[Start]
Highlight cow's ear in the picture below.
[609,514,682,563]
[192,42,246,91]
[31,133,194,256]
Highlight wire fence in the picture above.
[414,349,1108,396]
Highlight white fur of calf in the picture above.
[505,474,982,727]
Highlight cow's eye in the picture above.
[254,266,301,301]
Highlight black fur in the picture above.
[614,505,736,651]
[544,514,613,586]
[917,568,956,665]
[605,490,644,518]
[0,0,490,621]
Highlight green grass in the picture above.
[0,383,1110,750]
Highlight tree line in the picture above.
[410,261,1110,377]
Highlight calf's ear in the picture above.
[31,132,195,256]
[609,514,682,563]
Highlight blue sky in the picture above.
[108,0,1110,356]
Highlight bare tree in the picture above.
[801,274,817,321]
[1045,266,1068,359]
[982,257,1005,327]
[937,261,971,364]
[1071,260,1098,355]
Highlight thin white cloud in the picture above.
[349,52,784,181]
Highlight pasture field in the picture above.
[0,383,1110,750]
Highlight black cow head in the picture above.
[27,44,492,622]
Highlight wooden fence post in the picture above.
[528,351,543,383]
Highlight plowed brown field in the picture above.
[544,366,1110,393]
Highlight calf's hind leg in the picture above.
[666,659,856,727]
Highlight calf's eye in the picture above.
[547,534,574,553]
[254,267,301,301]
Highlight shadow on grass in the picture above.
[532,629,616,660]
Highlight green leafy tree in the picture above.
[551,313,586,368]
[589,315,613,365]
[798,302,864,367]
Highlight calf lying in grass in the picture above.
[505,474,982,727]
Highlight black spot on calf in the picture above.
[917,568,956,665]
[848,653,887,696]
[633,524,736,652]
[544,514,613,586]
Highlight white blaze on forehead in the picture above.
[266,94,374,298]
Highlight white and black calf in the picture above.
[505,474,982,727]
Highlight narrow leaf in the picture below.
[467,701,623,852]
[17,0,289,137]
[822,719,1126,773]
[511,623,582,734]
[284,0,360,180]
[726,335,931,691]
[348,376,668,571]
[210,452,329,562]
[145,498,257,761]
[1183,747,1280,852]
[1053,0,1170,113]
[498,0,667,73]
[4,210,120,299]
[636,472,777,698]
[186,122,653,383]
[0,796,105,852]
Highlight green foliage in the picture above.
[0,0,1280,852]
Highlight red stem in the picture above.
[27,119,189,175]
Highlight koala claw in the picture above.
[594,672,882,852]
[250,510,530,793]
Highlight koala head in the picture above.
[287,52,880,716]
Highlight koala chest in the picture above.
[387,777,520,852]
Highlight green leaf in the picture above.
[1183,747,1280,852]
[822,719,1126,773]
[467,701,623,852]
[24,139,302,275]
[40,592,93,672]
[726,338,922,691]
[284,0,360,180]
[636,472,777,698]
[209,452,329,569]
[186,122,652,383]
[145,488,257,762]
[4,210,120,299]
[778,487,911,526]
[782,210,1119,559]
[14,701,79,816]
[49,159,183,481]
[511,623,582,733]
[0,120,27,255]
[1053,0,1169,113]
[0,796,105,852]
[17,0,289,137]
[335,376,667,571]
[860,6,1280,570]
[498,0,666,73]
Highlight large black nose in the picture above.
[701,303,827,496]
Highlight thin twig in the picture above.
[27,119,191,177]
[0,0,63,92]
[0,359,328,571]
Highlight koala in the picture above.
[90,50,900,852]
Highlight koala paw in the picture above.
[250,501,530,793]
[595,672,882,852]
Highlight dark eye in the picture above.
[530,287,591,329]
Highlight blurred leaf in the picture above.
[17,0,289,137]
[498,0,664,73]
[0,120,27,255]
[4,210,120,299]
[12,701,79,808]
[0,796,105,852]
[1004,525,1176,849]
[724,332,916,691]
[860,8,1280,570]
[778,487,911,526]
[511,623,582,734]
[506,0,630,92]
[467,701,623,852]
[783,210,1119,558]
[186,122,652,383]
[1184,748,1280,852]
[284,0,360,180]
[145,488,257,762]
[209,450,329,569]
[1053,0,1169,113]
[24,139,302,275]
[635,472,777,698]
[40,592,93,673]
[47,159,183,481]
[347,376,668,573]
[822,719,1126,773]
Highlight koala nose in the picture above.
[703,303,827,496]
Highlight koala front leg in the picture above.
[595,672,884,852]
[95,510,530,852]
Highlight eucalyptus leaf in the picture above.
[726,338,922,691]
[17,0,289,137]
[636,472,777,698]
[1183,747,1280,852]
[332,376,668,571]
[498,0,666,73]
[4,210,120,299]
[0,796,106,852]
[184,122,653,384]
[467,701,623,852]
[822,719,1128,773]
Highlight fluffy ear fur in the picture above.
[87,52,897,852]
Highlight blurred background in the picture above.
[End]
Directive: Reproduce all the records above verbatim, line for line and in their original order.

Solution to this exercise:
Highlight cow's ear in the picture below.
[609,514,682,563]
[192,42,246,91]
[31,133,194,256]
Highlight wire fence in the picture above.
[414,349,1108,396]
Highlight white fur of calf in the picture above.
[505,474,982,727]
Highlight cow's eye in the picture above.
[254,266,301,301]
Highlight black fur in the picture above.
[614,505,736,651]
[544,514,613,586]
[917,568,956,665]
[605,490,644,518]
[0,0,490,621]
Highlight green grass in the picture above.
[0,383,1110,750]
Highlight tree line in the picture above.
[410,261,1110,377]
Highlight calf's ear in the picture above.
[31,132,195,256]
[609,514,682,563]
Highlight blue sky in the picture above.
[108,0,1110,356]
Highlight bare tree in the picture above.
[801,274,817,321]
[1045,266,1068,359]
[982,257,1005,327]
[937,261,971,364]
[1071,260,1098,355]
Highlight thin white cloud in the picture above.
[349,52,784,181]
Highlight pasture field in the picture above.
[0,383,1110,750]
Highlight black cow head in the picture above.
[27,44,492,622]
Highlight wooden fence post in the picture above.
[528,351,543,383]
Highlight plowed brown field in the picture above.
[544,366,1110,393]
Highlight calf's hind leg in the picture above.
[666,659,856,727]
Highlight calf's eye in the picture above.
[547,534,574,553]
[254,267,301,301]
Highlight shadow on grass in the picture above.
[532,629,616,660]
Highlight green leafy tree in the picture above.
[551,313,586,368]
[589,315,613,365]
[798,302,864,367]
Highlight calf lying in grass in the picture above.
[505,474,982,727]
Highlight black spot on calf in the picture above.
[917,568,956,665]
[848,653,887,696]
[633,524,736,652]
[544,514,613,586]
Highlight white blaze on forehead in the picture above.
[266,94,374,298]
Highlight white and black calf in the picture above.
[505,474,982,727]
Highlight narrow leaf in the picture below.
[467,701,623,852]
[17,0,289,137]
[822,719,1126,773]
[511,623,582,734]
[284,0,360,180]
[726,335,931,691]
[348,376,668,571]
[210,452,329,562]
[145,498,257,761]
[1183,747,1280,852]
[1053,0,1170,113]
[498,0,667,73]
[4,210,120,299]
[636,472,777,698]
[186,122,653,383]
[0,796,105,852]
Highlight green foliage in the picture above.
[0,0,1280,852]
Highlight red stem in the picture above.
[27,119,189,175]
Highlight koala claw in the picture above.
[594,672,882,852]
[250,510,530,793]
Highlight koala head in the picture above.
[287,52,880,716]
Highlight koala chest in the picture above.
[387,777,520,852]
Highlight green leaf in the picture above.
[1183,747,1280,852]
[822,719,1126,773]
[467,701,623,852]
[24,139,302,275]
[40,592,93,672]
[726,338,922,691]
[284,0,360,180]
[636,472,777,698]
[209,452,329,569]
[186,122,652,383]
[145,488,257,762]
[4,210,120,299]
[778,487,911,526]
[782,210,1119,559]
[14,701,79,816]
[49,159,183,481]
[511,623,582,733]
[0,120,27,255]
[1053,0,1169,113]
[0,796,105,852]
[17,0,289,137]
[335,376,667,571]
[860,6,1280,570]
[498,0,666,73]
Highlight large black nose in the picture above.
[701,303,827,496]
Highlight thin twig in the picture above.
[27,119,191,177]
[0,0,63,92]
[0,359,328,571]
Highlight koala in the picture above.
[90,50,900,852]
Highlight koala paw in the picture above.
[250,501,530,793]
[595,672,882,852]
Highlight dark eye in the picture above.
[530,287,591,329]
Highlight blurred leaf in the picture above.
[17,0,289,137]
[498,0,664,73]
[0,120,27,255]
[4,210,120,299]
[12,701,79,808]
[0,796,105,852]
[1004,525,1176,849]
[724,332,916,691]
[860,8,1280,570]
[778,487,911,526]
[511,623,582,734]
[506,0,630,92]
[467,701,623,852]
[783,210,1119,558]
[186,122,652,383]
[1184,748,1280,852]
[284,0,360,180]
[145,488,257,762]
[209,450,329,569]
[1053,0,1169,113]
[24,139,302,275]
[635,472,777,698]
[40,592,93,673]
[47,159,183,481]
[347,376,668,573]
[822,719,1126,773]
Highlight koala nose in the picture above.
[703,303,827,496]
Highlight koala front leg in the picture above.
[595,672,884,852]
[95,510,530,852]
Highlight eucalyptus leaf in the picture above.
[726,338,922,691]
[17,0,289,137]
[636,472,777,698]
[1183,747,1280,852]
[332,376,668,571]
[498,0,666,73]
[4,210,120,299]
[0,796,106,852]
[184,122,653,384]
[467,701,623,852]
[822,719,1128,773]
Highlight fluffy ear fur in the picture above.
[87,52,897,852]
Highlight blurred background in the picture above.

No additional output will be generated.